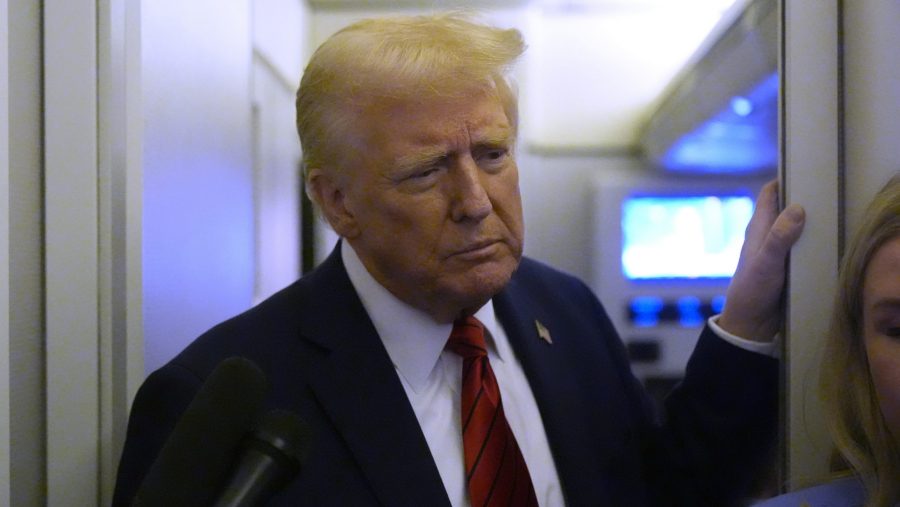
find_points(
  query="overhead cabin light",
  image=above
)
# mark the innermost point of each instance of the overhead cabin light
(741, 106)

== == ==

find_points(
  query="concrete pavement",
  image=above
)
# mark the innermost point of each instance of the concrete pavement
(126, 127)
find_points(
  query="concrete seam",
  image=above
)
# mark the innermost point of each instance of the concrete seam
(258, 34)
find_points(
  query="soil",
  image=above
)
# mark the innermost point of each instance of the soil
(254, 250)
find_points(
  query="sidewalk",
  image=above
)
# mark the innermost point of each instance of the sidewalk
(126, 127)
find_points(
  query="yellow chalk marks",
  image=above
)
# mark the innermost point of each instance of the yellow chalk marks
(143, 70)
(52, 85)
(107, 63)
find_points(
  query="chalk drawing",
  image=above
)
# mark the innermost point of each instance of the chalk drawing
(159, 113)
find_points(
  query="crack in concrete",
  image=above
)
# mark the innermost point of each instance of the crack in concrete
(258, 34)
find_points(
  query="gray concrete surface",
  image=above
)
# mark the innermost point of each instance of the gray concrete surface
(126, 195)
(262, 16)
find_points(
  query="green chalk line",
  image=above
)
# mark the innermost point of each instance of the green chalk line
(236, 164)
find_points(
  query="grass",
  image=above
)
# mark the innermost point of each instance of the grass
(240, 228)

== == ==

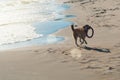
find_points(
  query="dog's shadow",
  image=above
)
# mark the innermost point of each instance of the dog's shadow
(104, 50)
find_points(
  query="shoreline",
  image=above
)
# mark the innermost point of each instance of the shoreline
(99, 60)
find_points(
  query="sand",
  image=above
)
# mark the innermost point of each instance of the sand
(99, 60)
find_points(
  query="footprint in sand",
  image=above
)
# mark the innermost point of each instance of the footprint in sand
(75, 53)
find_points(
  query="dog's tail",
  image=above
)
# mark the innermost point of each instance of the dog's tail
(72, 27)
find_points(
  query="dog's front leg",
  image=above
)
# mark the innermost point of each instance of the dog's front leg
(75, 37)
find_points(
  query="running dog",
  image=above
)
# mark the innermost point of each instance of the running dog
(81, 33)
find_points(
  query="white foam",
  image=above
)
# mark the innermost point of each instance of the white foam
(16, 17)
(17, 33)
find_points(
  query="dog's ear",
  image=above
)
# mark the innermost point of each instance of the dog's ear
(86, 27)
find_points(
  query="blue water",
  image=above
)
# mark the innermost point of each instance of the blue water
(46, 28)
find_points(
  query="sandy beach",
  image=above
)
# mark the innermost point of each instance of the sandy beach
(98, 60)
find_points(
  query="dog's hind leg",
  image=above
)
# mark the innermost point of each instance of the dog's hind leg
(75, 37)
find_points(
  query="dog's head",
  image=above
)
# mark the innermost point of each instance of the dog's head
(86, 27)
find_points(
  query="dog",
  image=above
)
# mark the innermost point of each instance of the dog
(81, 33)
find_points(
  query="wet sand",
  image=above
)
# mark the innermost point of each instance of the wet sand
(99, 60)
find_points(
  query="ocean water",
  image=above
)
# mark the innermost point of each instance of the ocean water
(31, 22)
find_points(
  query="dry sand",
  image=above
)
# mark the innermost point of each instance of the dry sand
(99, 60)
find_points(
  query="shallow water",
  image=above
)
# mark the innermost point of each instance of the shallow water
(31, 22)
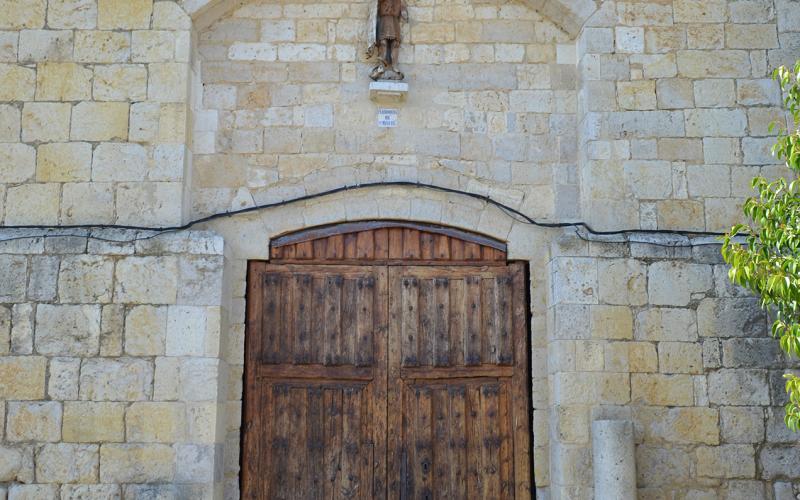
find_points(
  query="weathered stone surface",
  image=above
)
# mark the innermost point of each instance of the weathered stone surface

== == ==

PROBLEM REQUIREMENTS
Please transcribe exactly the part of the records that opens with the line containing "# mark the innermost point of each instance of the blue" and closes with the line containing "# mark the innermost point of each instance of the weathered", both ends included, and leave out the pictures.

RESPONSE AREA
# mark the innermost point of each instance of the blue water
(46, 28)
find_points(
  query="sandy beach",
  image=above
)
# mark the innermost point of each instance of the sandy beach
(98, 60)
find_points(
  query="dog's hind leg",
  image=above
)
# mark the innermost point of each instance of the dog's hind leg
(75, 37)
find_points(
  query="dog's head",
  image=above
)
# mark the innermost point of each instance of the dog's head
(86, 27)
find_points(
  query="dog",
  image=above
)
# mark the innermost point of each instance of the dog
(81, 33)
find_points(
  query="wet sand",
  image=above
)
# mark the innermost point of each instance of the wet sand
(99, 60)
find_points(
  query="ocean water",
  image=above
)
# mark the innermost point of each instance of the ocean water
(31, 22)
find_points(
  query="dry sand",
  image=above
)
# mark the innermost point of each instance of the dry sand
(99, 60)
find_points(
  query="shallow water",
  image=above
)
# mark the innermost point of each instance of the shallow water
(31, 22)
find_points(
  query="weathered stone surface",
  image=above
)
# mark the innermost point of each instance of the weathered stone surface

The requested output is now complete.